Report every line in the records below that contains the word "beam", copying each such line in full.
○ ○ ○
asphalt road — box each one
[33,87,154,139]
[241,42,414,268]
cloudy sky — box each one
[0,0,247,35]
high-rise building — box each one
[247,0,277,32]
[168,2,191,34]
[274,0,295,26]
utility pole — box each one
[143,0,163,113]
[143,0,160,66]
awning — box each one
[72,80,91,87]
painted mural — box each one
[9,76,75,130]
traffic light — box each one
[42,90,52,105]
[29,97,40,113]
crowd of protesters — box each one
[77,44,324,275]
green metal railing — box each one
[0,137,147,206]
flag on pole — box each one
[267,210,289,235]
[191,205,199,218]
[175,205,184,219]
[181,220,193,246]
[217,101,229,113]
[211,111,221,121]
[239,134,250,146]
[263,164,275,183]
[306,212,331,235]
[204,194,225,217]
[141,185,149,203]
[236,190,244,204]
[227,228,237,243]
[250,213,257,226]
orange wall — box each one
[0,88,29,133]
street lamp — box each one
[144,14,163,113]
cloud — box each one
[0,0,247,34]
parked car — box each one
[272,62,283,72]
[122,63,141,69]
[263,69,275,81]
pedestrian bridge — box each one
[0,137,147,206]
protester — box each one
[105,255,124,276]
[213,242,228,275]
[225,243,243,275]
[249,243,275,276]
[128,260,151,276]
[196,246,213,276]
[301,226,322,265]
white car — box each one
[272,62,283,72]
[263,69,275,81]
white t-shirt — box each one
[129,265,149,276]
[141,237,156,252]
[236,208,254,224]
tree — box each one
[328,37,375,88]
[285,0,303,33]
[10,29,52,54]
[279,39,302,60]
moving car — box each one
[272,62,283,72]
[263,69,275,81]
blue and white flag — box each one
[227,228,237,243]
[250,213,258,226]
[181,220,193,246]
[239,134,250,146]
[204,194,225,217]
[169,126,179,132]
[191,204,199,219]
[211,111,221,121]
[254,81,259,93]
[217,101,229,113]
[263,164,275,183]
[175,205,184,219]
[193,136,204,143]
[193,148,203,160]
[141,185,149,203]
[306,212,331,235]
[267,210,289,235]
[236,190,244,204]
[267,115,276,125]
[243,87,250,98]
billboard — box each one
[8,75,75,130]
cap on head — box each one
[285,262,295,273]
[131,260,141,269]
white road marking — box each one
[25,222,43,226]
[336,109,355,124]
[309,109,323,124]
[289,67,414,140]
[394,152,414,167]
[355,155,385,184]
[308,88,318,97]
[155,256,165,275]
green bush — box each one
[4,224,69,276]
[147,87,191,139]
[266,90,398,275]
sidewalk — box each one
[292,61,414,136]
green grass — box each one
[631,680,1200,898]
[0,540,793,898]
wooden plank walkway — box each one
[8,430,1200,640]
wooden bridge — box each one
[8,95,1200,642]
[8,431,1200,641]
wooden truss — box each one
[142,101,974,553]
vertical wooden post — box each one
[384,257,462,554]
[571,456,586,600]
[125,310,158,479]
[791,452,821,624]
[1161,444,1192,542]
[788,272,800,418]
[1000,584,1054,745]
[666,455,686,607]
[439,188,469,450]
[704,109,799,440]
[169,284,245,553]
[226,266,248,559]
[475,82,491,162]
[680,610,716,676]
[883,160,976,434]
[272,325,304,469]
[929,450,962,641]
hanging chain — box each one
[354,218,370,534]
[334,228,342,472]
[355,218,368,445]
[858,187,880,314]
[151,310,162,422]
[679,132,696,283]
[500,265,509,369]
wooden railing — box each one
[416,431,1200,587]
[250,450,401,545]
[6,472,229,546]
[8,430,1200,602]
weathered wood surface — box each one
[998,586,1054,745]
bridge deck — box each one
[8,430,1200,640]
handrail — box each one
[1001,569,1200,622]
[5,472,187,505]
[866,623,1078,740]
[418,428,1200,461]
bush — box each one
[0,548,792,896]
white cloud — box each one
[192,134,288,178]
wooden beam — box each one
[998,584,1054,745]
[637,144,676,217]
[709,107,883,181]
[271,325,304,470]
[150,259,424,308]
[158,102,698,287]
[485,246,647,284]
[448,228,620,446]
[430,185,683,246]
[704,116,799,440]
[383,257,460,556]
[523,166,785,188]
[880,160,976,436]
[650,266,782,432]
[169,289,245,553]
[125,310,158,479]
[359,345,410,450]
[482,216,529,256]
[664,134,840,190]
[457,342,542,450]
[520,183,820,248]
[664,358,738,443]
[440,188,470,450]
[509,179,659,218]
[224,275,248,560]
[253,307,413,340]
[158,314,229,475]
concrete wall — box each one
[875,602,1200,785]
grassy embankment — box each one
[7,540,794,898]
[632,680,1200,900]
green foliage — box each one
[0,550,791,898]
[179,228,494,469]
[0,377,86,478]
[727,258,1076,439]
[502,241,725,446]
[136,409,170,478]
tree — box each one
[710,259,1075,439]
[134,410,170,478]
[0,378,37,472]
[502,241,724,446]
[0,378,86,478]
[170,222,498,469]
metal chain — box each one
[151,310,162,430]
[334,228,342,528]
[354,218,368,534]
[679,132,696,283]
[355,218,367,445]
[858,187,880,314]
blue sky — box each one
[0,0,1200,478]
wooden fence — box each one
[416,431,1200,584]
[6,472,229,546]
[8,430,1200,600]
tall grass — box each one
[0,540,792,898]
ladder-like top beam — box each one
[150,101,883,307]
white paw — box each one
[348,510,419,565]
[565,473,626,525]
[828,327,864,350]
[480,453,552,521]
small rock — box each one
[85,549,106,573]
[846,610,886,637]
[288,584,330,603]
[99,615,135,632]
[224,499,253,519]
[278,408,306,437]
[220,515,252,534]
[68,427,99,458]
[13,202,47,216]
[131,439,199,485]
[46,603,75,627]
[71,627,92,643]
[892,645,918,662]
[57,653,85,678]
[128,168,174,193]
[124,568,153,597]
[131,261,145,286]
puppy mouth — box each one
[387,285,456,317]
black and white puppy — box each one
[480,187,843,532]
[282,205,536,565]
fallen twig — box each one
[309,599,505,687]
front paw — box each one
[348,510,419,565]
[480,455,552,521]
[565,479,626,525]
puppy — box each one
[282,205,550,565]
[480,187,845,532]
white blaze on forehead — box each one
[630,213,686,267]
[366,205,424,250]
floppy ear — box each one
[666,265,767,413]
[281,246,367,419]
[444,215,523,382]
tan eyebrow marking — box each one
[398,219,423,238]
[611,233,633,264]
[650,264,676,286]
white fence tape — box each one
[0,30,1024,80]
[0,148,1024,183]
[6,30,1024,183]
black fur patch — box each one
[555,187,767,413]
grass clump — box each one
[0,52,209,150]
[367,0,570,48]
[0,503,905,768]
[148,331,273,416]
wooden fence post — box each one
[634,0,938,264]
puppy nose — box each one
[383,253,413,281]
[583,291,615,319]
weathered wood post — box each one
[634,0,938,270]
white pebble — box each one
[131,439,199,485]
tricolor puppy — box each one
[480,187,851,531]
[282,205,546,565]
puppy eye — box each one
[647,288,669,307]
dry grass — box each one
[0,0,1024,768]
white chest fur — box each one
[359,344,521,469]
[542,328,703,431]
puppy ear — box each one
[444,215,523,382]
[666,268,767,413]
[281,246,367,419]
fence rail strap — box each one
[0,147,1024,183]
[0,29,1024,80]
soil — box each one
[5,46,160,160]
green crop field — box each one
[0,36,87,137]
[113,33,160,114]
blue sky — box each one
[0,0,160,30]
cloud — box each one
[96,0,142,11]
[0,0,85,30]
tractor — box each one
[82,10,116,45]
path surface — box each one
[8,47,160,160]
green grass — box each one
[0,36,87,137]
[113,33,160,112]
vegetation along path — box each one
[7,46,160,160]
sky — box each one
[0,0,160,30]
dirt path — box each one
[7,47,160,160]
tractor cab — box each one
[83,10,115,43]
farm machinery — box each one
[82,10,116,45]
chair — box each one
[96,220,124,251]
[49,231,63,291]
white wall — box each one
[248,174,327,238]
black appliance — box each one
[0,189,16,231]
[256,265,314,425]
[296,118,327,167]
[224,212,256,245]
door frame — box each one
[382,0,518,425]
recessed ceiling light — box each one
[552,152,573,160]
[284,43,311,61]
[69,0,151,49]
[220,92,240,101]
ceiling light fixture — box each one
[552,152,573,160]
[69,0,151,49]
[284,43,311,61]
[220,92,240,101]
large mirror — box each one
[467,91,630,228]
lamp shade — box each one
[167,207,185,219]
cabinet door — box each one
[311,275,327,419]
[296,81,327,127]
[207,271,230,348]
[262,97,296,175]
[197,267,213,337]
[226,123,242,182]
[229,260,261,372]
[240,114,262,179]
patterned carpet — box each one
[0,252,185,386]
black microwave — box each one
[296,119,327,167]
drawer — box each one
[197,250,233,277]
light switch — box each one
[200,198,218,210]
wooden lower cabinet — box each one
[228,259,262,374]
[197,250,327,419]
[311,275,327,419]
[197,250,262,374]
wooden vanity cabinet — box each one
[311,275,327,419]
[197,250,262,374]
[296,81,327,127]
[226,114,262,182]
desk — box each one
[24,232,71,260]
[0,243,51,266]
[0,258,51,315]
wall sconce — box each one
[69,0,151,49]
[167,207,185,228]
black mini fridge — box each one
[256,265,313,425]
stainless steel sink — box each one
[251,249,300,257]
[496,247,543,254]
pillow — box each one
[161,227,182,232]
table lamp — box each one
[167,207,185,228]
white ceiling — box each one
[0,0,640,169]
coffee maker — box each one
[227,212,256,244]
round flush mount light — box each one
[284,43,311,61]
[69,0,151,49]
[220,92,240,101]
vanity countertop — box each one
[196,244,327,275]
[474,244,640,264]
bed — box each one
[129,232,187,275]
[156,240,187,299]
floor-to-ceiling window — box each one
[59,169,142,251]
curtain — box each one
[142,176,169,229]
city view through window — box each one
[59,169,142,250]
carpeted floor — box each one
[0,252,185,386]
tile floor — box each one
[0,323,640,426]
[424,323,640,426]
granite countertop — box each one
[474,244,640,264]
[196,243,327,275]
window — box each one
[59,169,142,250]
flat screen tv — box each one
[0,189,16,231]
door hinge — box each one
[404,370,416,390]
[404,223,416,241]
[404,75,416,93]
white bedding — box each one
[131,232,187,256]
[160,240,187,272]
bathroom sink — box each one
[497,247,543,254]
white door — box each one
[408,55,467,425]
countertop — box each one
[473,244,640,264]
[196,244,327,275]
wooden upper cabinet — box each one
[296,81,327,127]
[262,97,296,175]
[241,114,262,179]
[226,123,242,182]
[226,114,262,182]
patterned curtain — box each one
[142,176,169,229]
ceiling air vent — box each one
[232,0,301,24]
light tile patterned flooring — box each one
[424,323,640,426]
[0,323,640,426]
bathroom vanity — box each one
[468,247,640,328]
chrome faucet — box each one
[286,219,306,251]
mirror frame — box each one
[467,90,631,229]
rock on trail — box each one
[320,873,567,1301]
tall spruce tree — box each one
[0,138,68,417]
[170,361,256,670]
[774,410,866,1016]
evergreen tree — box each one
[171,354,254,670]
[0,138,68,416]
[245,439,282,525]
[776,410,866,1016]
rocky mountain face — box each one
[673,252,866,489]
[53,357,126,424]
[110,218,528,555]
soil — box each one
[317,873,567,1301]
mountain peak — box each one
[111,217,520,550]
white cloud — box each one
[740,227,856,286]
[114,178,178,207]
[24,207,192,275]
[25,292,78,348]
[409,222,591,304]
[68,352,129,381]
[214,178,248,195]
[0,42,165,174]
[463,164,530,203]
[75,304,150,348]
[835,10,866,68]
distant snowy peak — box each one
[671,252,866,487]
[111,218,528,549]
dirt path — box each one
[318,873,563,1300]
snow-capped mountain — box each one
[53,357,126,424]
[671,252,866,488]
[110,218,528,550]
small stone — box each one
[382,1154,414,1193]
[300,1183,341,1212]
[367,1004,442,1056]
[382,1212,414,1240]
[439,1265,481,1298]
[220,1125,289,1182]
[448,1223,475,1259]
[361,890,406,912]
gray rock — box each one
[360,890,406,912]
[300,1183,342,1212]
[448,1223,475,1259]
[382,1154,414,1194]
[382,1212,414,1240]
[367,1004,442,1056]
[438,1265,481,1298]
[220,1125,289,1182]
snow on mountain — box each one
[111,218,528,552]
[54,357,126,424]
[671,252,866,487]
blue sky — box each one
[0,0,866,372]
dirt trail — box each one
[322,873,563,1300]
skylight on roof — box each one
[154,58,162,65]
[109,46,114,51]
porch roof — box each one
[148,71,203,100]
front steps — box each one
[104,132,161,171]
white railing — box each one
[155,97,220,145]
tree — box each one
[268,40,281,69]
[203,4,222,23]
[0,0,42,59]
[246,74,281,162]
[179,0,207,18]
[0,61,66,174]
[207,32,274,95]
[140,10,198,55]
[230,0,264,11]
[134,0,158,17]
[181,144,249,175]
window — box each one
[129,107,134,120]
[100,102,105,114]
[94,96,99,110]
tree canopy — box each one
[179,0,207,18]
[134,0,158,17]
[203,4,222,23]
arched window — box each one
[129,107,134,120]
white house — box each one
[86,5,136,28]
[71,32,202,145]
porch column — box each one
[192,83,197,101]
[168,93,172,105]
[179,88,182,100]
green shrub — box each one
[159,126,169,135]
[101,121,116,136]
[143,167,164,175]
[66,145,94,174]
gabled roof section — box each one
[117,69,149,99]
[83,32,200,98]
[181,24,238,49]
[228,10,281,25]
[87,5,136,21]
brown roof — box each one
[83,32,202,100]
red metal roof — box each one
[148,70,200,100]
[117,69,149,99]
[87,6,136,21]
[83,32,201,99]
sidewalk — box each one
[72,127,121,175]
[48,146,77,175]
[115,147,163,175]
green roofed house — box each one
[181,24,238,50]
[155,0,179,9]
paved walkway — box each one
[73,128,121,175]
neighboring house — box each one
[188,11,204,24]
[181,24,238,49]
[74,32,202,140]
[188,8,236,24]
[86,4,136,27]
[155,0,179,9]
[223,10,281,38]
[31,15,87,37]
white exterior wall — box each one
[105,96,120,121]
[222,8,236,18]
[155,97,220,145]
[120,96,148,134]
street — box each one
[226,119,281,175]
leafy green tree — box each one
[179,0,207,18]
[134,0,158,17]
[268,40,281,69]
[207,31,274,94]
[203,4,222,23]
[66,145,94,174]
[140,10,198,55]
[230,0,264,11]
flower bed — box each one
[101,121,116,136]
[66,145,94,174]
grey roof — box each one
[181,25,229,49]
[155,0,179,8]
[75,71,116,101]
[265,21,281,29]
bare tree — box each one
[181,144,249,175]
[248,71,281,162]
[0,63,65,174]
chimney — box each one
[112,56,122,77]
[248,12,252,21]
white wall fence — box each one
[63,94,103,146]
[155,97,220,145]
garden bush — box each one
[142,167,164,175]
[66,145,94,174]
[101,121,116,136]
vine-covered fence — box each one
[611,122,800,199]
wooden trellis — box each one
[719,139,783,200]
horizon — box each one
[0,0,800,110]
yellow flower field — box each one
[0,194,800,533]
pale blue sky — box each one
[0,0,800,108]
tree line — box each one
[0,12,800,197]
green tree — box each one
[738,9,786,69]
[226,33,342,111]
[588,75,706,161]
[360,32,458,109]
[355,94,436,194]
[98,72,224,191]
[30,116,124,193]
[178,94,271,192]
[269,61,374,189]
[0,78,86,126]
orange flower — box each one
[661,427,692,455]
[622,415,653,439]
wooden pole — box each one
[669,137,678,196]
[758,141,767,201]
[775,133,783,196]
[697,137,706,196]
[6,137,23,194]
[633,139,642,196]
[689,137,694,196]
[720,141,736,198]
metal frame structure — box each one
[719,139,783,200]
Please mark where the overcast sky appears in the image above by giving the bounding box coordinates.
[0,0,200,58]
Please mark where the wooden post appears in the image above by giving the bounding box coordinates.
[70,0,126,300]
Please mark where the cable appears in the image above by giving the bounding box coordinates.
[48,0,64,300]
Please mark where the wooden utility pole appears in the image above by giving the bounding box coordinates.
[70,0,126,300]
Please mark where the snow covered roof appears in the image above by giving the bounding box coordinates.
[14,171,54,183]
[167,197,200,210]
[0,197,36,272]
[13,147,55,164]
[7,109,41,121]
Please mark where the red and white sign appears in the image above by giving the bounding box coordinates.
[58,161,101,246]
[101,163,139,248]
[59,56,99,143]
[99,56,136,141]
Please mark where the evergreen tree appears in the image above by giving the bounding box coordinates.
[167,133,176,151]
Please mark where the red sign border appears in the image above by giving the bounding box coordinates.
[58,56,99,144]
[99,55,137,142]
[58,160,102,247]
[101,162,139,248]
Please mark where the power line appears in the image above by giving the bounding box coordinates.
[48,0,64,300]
○ ○ ○
--- FULL ANSWER ---
wooden beam — box each one
ladder-like top beam — box each one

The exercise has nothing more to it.